SET TASK:
Return every line of the rows below that contains the word "window", copying each line unchanged.
**** RECORDS FOR THE TASK
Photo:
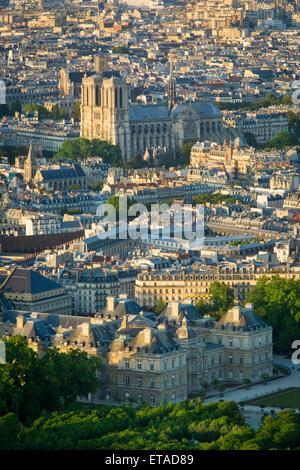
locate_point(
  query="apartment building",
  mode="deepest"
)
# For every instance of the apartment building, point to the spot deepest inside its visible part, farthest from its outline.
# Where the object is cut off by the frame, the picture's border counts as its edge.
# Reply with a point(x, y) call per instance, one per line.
point(179, 285)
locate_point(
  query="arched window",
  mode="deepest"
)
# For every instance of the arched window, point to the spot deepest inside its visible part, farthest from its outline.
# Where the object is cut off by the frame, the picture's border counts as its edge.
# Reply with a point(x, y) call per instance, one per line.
point(116, 97)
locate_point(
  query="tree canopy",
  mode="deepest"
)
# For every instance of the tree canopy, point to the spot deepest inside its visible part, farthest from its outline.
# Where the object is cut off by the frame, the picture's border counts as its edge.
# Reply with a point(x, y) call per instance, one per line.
point(188, 425)
point(277, 302)
point(80, 149)
point(29, 384)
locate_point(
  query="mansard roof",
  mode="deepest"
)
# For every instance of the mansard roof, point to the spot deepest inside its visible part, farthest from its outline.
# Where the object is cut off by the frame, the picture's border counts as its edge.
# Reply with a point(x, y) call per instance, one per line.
point(64, 173)
point(177, 312)
point(124, 307)
point(76, 77)
point(28, 281)
point(239, 318)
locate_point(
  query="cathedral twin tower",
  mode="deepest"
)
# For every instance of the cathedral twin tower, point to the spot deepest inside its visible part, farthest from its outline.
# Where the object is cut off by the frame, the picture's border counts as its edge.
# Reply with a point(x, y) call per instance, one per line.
point(105, 109)
point(107, 114)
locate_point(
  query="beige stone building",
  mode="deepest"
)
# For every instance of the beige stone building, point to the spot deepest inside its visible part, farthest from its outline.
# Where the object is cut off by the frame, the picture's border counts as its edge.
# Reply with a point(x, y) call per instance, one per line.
point(231, 158)
point(106, 113)
point(180, 285)
point(153, 359)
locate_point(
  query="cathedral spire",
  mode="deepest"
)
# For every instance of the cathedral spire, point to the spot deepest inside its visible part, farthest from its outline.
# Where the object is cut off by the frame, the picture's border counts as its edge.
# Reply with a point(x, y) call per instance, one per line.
point(171, 88)
point(30, 165)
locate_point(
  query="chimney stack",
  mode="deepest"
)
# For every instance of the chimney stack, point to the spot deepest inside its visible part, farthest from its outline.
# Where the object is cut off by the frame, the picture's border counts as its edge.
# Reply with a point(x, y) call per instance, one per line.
point(148, 335)
point(110, 303)
point(174, 306)
point(20, 321)
point(86, 328)
point(124, 324)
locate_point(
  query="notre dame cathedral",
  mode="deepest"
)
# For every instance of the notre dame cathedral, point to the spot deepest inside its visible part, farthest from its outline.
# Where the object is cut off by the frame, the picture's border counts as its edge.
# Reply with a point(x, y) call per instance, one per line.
point(106, 113)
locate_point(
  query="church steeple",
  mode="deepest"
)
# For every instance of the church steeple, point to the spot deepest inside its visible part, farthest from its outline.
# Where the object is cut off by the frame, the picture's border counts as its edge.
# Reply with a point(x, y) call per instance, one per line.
point(171, 88)
point(30, 165)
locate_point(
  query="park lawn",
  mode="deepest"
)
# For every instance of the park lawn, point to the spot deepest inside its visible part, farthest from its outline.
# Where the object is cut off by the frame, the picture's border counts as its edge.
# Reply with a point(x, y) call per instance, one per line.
point(287, 399)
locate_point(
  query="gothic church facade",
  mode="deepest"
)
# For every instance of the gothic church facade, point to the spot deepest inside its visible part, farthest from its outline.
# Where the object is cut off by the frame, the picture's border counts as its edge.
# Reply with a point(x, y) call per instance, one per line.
point(106, 113)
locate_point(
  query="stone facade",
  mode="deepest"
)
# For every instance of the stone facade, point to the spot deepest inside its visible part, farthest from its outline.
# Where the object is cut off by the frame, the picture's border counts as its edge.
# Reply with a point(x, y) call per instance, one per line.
point(155, 359)
point(107, 114)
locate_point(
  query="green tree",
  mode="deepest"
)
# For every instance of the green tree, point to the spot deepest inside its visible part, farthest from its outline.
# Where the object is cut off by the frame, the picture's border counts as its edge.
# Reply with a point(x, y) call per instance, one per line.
point(10, 427)
point(287, 100)
point(29, 384)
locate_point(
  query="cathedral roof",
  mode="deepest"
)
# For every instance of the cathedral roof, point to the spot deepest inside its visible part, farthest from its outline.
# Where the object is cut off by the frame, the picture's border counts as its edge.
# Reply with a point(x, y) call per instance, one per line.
point(148, 112)
point(202, 108)
point(63, 173)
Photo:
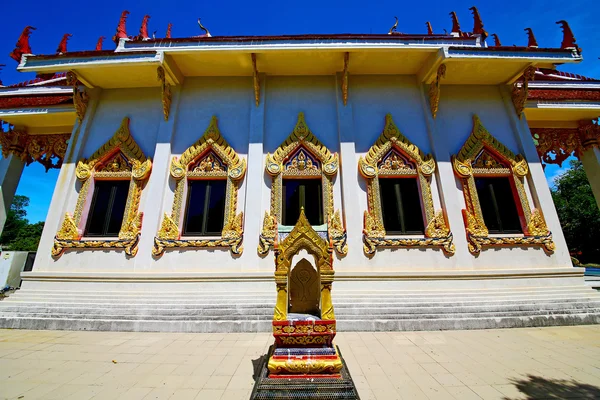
********
COMPLETE RESPONSE:
  query="arched window",
# For every instance of the arched window, point to the spot deepest inside its visible part, farthest from its outline.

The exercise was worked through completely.